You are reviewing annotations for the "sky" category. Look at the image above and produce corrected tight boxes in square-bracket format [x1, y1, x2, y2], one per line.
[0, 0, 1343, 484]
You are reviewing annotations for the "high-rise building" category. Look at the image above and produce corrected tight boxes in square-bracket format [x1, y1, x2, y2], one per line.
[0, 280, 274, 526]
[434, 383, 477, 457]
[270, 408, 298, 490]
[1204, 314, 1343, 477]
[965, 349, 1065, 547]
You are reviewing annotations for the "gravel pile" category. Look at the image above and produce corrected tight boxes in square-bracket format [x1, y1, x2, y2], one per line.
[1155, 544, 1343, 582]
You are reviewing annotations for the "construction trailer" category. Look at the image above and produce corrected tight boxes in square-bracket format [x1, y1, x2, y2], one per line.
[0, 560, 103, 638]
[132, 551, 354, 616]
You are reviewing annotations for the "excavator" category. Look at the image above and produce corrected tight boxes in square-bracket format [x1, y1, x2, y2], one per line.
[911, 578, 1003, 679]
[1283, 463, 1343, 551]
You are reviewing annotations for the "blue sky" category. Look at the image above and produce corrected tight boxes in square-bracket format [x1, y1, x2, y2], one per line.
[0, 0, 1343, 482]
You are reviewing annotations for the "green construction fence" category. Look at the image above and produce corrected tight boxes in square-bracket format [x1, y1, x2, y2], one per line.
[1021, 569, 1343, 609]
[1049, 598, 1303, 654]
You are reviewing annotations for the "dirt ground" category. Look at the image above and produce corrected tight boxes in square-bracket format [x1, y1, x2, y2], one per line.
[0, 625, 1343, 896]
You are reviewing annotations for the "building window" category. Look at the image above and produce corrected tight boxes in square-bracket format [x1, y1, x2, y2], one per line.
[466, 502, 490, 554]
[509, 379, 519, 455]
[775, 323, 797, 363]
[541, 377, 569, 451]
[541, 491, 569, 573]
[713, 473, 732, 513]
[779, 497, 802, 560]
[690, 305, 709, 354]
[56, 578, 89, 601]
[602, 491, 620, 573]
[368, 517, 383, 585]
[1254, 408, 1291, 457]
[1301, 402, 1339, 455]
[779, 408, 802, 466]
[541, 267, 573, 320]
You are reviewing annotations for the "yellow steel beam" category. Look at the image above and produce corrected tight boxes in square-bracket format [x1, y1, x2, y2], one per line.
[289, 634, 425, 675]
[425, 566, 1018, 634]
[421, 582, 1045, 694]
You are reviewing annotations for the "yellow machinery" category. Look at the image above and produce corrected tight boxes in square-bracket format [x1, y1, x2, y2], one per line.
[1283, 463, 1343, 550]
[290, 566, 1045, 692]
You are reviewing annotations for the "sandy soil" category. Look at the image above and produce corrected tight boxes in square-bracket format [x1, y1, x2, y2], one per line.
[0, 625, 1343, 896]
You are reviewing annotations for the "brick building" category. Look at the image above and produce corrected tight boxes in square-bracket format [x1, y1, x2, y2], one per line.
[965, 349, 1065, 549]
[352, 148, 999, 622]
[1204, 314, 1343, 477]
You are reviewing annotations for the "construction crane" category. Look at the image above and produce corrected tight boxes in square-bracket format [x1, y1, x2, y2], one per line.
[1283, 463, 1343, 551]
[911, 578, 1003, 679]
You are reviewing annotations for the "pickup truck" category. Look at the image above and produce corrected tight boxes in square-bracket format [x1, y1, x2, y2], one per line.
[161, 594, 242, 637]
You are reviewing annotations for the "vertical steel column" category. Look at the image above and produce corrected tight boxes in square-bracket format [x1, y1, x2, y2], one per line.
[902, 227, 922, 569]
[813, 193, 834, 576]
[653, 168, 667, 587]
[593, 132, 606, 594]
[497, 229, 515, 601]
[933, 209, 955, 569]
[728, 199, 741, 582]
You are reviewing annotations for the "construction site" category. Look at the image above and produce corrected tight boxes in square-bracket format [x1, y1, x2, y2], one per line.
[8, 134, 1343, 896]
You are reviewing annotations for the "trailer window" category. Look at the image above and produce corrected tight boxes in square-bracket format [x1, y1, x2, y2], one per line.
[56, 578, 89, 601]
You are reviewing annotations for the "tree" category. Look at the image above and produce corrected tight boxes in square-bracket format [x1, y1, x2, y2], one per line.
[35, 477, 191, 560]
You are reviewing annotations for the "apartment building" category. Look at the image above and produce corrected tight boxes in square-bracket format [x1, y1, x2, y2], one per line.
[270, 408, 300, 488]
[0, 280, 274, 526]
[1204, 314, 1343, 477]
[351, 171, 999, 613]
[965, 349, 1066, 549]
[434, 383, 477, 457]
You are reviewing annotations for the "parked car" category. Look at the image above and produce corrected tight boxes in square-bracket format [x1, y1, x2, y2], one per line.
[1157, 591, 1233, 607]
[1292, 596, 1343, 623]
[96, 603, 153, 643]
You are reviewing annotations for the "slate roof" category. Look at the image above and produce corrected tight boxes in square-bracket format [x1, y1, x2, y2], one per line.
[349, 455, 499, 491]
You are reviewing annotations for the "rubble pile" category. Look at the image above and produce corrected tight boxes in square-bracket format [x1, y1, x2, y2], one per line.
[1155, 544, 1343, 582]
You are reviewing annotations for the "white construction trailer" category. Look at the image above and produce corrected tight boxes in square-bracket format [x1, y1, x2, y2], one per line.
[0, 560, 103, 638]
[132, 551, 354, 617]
###
Shift every box coordinate in the answers up by 56 and write the lines out again with the requests included, starting at the first line of the entries above and ending at the line containing "[965, 349, 1065, 547]".

You are reviewing annotations for the "sky" category. Look at the image above and produce corrected tight boxes in square-bracket format [x1, y1, x2, y2], one per line.
[56, 56, 1399, 540]
You are reviewing annotations for the "high-rise building" category. Look at the image above and produce corrected tight boxes in square-bracket format [x1, y1, x2, y2], one per line.
[56, 336, 330, 582]
[490, 439, 533, 513]
[326, 464, 354, 546]
[1260, 370, 1399, 533]
[1021, 405, 1121, 603]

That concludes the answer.